-- RECORDS FOR PROCESSING follows --

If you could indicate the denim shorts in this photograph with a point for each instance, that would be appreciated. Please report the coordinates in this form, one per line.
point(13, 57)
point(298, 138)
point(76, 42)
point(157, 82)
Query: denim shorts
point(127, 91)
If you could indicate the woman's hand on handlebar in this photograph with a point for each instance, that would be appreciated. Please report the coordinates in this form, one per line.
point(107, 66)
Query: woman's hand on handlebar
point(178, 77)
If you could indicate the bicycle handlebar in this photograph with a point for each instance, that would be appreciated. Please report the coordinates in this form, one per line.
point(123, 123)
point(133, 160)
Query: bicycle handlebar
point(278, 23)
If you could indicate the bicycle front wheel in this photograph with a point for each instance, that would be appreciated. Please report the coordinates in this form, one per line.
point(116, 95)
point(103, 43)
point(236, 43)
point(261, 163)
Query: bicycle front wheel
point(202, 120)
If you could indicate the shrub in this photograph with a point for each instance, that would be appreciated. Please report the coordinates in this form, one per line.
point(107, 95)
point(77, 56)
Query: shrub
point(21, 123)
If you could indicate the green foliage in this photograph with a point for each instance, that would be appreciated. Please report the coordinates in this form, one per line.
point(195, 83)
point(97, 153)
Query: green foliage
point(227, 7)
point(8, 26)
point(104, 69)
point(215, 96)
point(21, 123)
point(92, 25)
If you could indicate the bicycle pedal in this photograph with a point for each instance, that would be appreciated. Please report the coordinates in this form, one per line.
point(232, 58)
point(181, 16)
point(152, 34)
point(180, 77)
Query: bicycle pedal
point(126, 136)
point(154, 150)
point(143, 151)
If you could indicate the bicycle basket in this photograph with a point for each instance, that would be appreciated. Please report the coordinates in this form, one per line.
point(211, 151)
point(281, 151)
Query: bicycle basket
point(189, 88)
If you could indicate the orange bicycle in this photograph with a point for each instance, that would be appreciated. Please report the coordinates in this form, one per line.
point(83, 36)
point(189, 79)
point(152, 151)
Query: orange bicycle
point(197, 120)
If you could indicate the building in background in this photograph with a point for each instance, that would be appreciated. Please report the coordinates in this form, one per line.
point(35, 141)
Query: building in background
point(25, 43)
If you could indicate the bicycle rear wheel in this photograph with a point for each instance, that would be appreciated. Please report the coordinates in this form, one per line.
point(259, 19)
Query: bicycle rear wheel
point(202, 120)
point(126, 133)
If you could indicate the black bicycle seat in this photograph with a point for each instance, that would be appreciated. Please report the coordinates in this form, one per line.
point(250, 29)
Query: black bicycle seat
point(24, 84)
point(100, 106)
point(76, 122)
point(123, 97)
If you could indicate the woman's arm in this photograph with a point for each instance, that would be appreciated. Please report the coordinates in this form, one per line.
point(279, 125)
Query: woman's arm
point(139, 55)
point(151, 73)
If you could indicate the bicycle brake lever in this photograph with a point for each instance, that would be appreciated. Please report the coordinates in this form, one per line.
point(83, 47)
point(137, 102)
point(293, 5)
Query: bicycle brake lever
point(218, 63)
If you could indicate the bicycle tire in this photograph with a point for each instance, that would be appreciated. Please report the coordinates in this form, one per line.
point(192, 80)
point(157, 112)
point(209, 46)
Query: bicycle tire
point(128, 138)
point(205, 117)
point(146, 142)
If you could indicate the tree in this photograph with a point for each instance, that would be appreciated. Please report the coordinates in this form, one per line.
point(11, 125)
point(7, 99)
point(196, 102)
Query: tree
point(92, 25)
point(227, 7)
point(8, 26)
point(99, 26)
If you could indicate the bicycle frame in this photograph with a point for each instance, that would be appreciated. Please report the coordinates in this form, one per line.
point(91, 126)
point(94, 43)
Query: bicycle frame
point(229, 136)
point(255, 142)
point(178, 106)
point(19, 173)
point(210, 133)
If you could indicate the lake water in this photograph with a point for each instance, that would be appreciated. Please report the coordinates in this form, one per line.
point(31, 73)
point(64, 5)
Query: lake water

-- RECORDS FOR PROCESSING concluded --

# WHAT THE EXERCISE ASKS:
Everything from the first line of the data through the line containing "point(180, 77)" should be echoed exactly. Add nothing.

# THE ANSWER:
If you could indicate the denim shorts in this photograph with a point for each instance, that would be appreciated. Please report the coordinates in this form, one per line.
point(13, 57)
point(298, 138)
point(76, 42)
point(157, 82)
Query: denim shorts
point(127, 91)
If you could indicate the woman's hand on handlebar in this photograph with a point for each instance, that would be appreciated. Please report the coordinates in this form, one per line.
point(107, 66)
Query: woman's hand on handlebar
point(178, 77)
If you could indicate the bicycle handlebar in this photograph with a point for each instance, that would be appreciated. Please report the coordinates in this form, one per line.
point(123, 123)
point(133, 160)
Query: bicycle handlebar
point(278, 23)
If you could indicate the bicycle front wheel in this photograph with a point for each instance, that would be appreciated. Please report the coordinates in this form, one per line.
point(116, 95)
point(103, 43)
point(236, 43)
point(261, 163)
Query: bicycle front wheel
point(202, 120)
If you could indicate the shrub in this photograph with a point for each instance, that would be appreciated. Please report the coordinates in this form, one per line.
point(107, 95)
point(77, 56)
Query: shrub
point(21, 123)
If you could indicate the green foliage in this photograph with a point for each instance, that would be appreciated. Please report the coordinates in this form, one per line.
point(195, 83)
point(97, 153)
Query: green foliage
point(227, 7)
point(8, 26)
point(104, 69)
point(215, 96)
point(21, 123)
point(92, 25)
If you could indicate the bicycle pedal in this photograph with a point for each instance, that would be appreciated. Please report the coordinates in this form, one per line.
point(232, 58)
point(181, 16)
point(152, 34)
point(180, 77)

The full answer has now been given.